**Recorded data**
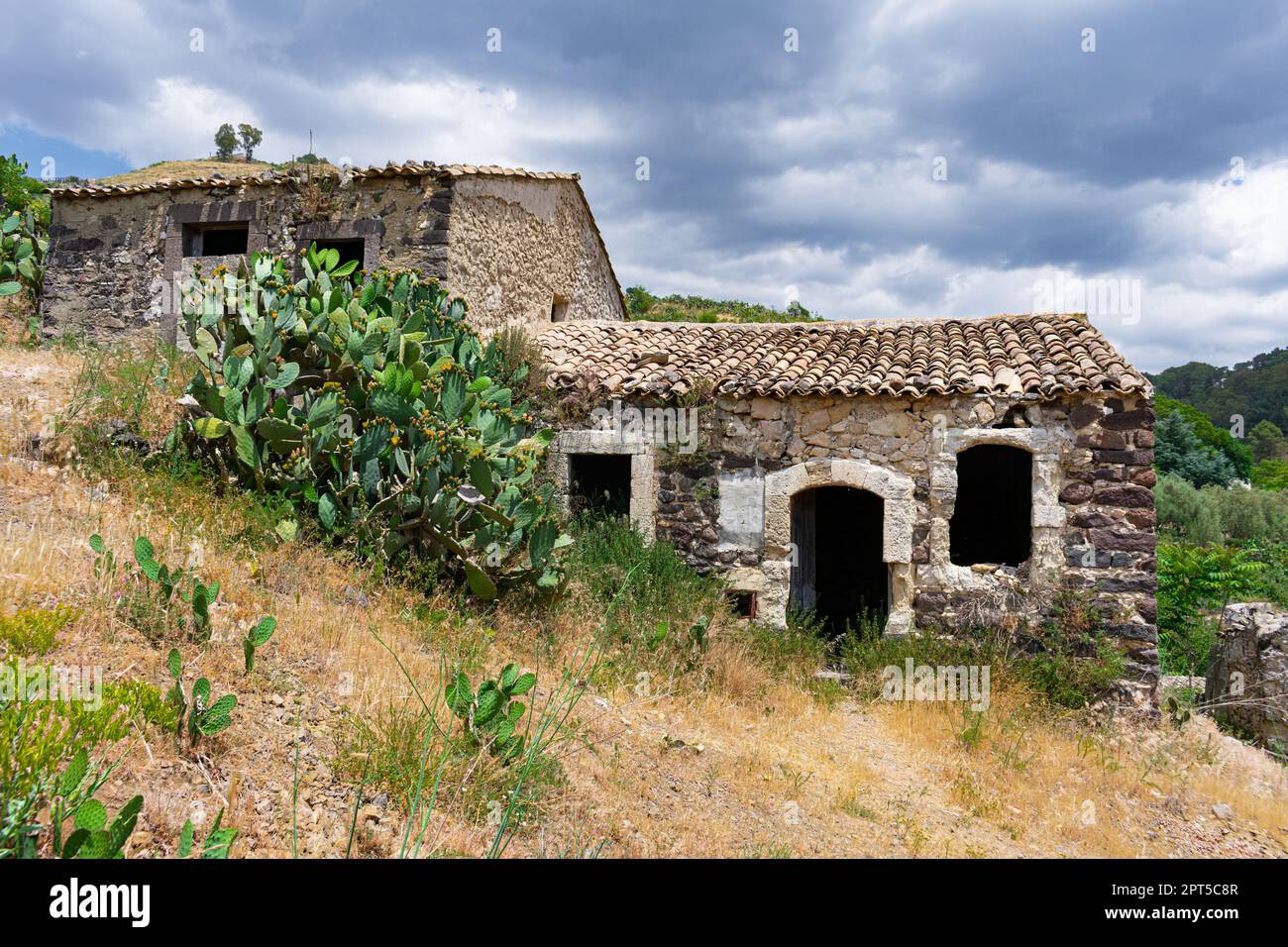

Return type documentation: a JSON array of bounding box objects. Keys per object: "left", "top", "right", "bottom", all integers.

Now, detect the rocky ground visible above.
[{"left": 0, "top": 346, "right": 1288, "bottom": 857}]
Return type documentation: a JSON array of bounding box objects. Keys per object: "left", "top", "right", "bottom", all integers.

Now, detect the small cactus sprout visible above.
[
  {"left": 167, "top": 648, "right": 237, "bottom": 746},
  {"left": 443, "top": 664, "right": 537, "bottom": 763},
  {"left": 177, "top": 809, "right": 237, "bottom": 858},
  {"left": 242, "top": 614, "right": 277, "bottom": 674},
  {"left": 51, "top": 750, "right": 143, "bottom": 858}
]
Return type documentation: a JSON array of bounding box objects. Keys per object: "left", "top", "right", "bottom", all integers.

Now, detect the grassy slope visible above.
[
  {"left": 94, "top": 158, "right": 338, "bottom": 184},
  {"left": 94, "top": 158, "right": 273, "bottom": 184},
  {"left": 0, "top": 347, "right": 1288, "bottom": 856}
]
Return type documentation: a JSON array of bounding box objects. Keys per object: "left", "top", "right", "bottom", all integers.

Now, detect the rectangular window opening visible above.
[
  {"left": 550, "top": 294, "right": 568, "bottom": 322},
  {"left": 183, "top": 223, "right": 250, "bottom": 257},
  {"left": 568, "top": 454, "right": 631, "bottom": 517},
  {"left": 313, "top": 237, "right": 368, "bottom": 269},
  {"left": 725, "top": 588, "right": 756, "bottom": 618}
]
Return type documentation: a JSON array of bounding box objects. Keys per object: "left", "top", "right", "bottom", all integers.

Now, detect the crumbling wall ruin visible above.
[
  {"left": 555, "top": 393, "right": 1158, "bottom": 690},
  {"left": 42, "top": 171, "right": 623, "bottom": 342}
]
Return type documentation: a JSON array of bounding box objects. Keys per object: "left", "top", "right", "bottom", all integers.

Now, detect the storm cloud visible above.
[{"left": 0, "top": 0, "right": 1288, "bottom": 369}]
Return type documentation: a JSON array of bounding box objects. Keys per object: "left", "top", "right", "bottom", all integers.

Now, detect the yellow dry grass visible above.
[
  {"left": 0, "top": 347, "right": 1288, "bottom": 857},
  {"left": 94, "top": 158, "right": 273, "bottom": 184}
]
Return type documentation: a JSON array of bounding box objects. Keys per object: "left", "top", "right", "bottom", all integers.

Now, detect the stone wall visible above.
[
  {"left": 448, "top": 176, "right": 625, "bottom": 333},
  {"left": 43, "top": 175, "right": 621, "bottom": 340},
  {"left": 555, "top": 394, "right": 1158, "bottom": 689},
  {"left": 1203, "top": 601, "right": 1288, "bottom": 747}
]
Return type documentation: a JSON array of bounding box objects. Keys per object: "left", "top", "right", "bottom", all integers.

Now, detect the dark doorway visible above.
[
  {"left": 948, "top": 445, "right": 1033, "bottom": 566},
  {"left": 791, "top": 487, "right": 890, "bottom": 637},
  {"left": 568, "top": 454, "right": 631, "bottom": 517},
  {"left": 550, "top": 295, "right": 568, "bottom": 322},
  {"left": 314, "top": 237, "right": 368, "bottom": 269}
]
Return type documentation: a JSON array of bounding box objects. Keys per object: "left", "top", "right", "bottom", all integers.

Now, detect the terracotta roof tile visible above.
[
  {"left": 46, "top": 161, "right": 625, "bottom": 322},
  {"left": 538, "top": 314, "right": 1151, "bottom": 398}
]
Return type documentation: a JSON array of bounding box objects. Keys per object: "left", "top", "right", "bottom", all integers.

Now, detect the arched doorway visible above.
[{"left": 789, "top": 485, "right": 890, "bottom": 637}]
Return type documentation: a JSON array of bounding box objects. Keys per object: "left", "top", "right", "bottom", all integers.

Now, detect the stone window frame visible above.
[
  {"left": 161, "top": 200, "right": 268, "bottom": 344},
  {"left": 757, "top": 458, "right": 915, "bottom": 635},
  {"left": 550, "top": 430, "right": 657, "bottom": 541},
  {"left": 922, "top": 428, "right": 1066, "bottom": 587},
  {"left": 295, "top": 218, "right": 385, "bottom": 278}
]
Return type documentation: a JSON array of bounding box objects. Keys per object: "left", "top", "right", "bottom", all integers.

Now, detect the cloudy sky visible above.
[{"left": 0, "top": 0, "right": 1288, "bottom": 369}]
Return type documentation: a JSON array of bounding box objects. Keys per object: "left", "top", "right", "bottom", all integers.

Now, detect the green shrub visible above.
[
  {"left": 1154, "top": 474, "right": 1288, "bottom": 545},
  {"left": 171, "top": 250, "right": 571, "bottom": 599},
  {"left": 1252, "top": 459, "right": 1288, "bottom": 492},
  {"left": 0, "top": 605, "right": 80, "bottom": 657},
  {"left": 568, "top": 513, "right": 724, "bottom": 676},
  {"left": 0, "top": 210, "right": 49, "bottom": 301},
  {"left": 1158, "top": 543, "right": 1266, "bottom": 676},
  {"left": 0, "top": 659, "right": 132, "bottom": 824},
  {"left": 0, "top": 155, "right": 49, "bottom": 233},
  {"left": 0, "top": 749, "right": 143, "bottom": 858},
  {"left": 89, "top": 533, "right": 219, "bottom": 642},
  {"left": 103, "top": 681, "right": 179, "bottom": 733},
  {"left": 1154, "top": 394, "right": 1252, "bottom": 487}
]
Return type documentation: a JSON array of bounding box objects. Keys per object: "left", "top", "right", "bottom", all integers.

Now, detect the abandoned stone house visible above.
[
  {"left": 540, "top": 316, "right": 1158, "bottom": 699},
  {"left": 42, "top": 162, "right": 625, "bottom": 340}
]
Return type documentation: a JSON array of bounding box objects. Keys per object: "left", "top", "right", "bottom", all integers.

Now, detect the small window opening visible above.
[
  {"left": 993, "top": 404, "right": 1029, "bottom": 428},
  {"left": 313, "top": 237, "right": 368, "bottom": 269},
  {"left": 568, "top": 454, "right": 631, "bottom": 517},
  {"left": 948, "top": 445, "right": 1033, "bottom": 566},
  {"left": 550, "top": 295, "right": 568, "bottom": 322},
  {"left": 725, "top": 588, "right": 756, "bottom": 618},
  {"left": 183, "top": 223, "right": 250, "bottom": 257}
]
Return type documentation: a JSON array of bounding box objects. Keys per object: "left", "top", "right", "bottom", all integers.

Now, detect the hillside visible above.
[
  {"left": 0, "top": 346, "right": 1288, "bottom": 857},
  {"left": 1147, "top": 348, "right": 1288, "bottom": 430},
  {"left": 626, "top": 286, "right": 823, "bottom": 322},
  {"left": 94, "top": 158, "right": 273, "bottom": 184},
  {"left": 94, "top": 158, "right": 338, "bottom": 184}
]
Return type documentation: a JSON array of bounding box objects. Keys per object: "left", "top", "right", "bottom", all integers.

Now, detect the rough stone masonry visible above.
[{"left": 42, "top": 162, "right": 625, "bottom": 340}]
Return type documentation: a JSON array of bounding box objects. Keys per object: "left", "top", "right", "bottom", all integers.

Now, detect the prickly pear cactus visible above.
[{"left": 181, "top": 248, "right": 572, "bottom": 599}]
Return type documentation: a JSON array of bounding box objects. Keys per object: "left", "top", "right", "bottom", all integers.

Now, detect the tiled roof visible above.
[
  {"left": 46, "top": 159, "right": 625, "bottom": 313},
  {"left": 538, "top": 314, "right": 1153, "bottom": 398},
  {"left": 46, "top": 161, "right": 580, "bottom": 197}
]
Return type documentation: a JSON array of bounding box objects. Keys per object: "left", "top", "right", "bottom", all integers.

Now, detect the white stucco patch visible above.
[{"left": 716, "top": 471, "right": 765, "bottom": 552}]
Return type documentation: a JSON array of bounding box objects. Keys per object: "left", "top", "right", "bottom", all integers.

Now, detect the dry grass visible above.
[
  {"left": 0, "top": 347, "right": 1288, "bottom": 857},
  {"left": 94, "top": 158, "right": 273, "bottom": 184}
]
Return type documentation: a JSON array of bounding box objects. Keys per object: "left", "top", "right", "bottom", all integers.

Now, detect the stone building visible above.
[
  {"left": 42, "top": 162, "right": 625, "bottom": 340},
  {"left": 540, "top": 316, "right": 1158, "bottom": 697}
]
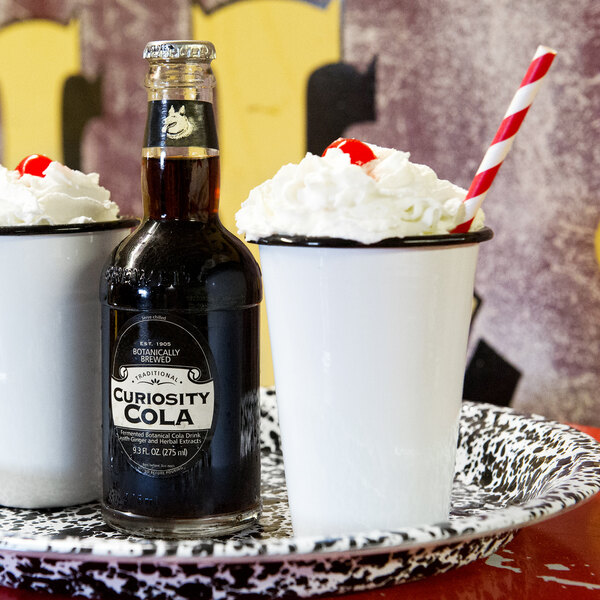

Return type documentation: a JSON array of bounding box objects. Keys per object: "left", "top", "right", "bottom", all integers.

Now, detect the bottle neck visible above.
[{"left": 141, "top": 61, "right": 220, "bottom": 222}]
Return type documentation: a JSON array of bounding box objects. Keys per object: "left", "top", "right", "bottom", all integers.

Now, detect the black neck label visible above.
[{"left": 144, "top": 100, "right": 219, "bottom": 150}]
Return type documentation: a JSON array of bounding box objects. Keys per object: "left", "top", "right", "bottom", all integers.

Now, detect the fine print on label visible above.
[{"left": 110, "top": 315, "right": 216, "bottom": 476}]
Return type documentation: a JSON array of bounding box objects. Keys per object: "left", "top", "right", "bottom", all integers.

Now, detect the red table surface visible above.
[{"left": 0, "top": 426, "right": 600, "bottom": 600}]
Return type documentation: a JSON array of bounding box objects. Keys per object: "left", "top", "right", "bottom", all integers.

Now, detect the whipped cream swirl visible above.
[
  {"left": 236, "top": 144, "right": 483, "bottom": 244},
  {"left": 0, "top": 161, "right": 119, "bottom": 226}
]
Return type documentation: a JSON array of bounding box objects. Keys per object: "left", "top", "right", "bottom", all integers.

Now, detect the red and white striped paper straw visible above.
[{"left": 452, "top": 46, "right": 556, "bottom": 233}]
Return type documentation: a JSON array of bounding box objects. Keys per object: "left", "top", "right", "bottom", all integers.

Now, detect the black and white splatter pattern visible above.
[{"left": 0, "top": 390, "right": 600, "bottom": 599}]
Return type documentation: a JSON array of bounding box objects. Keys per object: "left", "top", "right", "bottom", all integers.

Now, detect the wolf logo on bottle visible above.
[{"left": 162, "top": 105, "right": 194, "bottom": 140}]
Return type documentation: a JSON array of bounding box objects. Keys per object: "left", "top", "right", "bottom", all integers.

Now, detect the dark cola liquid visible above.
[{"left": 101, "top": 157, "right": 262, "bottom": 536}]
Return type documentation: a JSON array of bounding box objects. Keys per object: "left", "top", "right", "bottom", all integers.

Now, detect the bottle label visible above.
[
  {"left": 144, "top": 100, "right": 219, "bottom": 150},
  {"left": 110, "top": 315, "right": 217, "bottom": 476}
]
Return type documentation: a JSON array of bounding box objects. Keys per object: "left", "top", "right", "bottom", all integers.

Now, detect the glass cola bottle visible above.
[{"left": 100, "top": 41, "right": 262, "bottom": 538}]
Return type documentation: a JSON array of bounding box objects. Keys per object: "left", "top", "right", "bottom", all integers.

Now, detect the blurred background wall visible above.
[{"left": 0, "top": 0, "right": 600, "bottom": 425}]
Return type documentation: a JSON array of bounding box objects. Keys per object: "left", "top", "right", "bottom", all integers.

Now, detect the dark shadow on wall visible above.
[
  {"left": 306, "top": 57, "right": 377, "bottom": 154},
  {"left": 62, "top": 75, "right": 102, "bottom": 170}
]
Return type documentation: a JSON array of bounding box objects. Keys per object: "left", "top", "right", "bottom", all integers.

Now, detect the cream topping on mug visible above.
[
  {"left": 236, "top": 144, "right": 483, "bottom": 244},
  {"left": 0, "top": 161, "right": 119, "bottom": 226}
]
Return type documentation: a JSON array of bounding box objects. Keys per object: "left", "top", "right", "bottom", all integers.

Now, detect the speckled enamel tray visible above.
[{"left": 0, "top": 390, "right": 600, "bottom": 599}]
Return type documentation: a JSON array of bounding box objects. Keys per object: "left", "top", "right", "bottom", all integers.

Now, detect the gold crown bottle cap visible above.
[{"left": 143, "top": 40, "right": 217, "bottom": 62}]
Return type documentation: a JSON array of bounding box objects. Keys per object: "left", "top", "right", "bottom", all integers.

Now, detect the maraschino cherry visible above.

**Problem description**
Which lines in the records above contain the string "bottle"? Identify each one and copy it in full, treating uppercase and lowercase as different.

**The reply**
Now, detect the bottle neck visible above.
Now, detect the wolf logo on bottle visible above.
Now, detect the bottle label visible above.
Now, detect the glass cola bottle visible above.
Now, detect the gold crown bottle cap visible above.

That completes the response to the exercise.